- **Page excerpt**:
************
TLS for Sentinel Syslog CEF Data connector(Secure Transfer of logs to Sentinel Log analytics workspa

Sentinel Data Connector Syslog CEF is a feature that allows you to collect data from a variety of sources using the Common Event Format (CEF) or Syslog protocol and send it to Azure Sentinel, a cloud-based security information and event management (SIEM) solution. This connector allows you to integrate your existing security tools and devices with Sentinel and gain more visibility and insight into network and security events.

Collecting syslog and CEF messages in Microsoft Sentinel – AMA | microsoft run

Connections using this method are over TCP/UDP 514 in plain text.

However, some sources may require a secure connection to transmit data using Syslog over Transport Layer Security (TLS). This encrypts and authenticates data between sender and receiver. This article shows how to configure TLS for Syslog on a Linux system and connect to Azure Sentinel using the Sentinel Data connector for CEF.

There are two scenarios where you need to establish an encrypted connection between a data source and the Syslog CEF log collector.
************
- **Extracted information**:
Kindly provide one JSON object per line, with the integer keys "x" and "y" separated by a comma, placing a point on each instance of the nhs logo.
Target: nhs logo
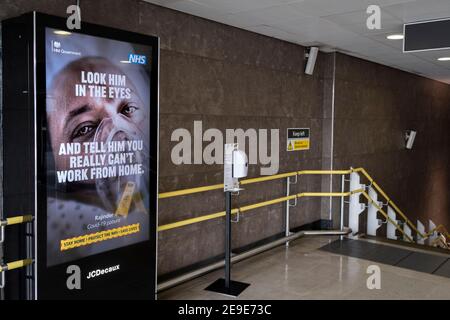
{"x": 137, "y": 59}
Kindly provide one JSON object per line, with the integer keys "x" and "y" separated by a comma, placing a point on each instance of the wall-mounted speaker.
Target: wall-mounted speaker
{"x": 311, "y": 60}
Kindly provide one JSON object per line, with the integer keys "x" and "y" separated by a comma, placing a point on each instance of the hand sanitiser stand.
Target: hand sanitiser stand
{"x": 235, "y": 167}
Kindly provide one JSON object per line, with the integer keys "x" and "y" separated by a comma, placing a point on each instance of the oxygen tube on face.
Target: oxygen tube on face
{"x": 123, "y": 194}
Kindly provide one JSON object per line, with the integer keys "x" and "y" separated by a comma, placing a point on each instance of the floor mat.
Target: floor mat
{"x": 404, "y": 258}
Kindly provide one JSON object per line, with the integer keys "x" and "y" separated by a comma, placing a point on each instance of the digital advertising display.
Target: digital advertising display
{"x": 94, "y": 108}
{"x": 98, "y": 109}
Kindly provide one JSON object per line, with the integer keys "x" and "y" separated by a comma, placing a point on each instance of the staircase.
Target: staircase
{"x": 373, "y": 200}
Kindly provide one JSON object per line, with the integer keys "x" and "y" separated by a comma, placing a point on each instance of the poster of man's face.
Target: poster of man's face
{"x": 97, "y": 107}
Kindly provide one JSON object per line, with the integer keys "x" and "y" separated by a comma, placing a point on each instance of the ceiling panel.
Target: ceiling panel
{"x": 333, "y": 25}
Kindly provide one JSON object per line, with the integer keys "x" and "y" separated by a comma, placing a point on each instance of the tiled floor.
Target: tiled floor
{"x": 302, "y": 271}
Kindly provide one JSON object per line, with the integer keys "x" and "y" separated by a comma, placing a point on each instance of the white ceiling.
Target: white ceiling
{"x": 333, "y": 25}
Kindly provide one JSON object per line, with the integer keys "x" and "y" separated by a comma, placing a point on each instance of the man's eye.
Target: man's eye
{"x": 128, "y": 109}
{"x": 84, "y": 131}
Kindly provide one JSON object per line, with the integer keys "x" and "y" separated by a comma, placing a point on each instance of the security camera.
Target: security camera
{"x": 240, "y": 164}
{"x": 312, "y": 57}
{"x": 410, "y": 137}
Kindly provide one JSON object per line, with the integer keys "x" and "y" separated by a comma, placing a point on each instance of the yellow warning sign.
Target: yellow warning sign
{"x": 298, "y": 139}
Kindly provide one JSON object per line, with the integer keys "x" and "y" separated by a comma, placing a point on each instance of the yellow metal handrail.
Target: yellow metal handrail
{"x": 15, "y": 265}
{"x": 396, "y": 208}
{"x": 254, "y": 206}
{"x": 185, "y": 192}
{"x": 287, "y": 198}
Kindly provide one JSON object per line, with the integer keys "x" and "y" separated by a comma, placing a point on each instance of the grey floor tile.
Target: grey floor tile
{"x": 444, "y": 269}
{"x": 422, "y": 262}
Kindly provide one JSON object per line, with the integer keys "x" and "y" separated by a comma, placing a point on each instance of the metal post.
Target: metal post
{"x": 342, "y": 204}
{"x": 228, "y": 239}
{"x": 287, "y": 230}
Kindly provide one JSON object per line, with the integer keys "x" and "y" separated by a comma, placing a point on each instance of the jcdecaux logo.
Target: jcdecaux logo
{"x": 137, "y": 59}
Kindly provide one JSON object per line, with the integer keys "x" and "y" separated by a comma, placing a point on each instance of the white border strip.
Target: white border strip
{"x": 35, "y": 156}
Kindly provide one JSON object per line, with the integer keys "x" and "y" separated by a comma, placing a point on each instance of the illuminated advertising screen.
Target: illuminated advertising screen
{"x": 97, "y": 154}
{"x": 88, "y": 133}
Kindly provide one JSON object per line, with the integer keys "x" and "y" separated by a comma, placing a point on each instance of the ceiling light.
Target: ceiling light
{"x": 62, "y": 33}
{"x": 395, "y": 37}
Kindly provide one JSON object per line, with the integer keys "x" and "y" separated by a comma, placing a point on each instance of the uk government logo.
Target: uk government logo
{"x": 74, "y": 279}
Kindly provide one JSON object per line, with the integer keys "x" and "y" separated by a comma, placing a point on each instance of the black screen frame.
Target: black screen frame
{"x": 136, "y": 278}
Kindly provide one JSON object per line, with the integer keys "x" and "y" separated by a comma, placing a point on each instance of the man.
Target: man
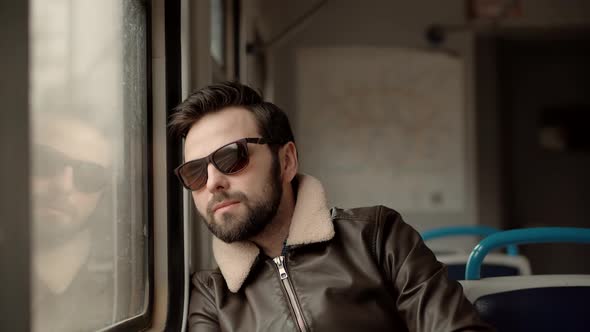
{"x": 71, "y": 162}
{"x": 287, "y": 262}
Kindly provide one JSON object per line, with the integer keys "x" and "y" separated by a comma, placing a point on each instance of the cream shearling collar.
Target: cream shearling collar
{"x": 311, "y": 223}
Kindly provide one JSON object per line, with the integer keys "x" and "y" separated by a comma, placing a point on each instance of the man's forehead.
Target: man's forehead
{"x": 217, "y": 129}
{"x": 76, "y": 140}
************
- **Problem details**: Pick up the write-up on TLS for the Sentinel Syslog CEF connector right after its final sentence.

- **Task answer**:
1. Third-party data sources must use TLS connections to send syslog events.
2. Customers want to protect their data over the public Internet by leveraging TLS connections.

For example, if we look at the existing Sentinel data connector for McAfee ePolicy Orchestrator (ePO), we’ll show you how to deploy Linux systems using Syslog and then deploy the OMS agent. However, Mcafee ePO requires the use of a TLS connection between Mcafee ePO and the Syslog collector. The Sentinel data connector does not guide you through using TLS connections and related configuration.

Configuring TLS for Syslog

To address this requirement, you must configure the syslog collector to allow TLS connections from data sources such as Mcafee ePO by following the steps below. This example is based on GnuTLS.

1. Install required packages such as rsyslog-gnutls on your Linux system.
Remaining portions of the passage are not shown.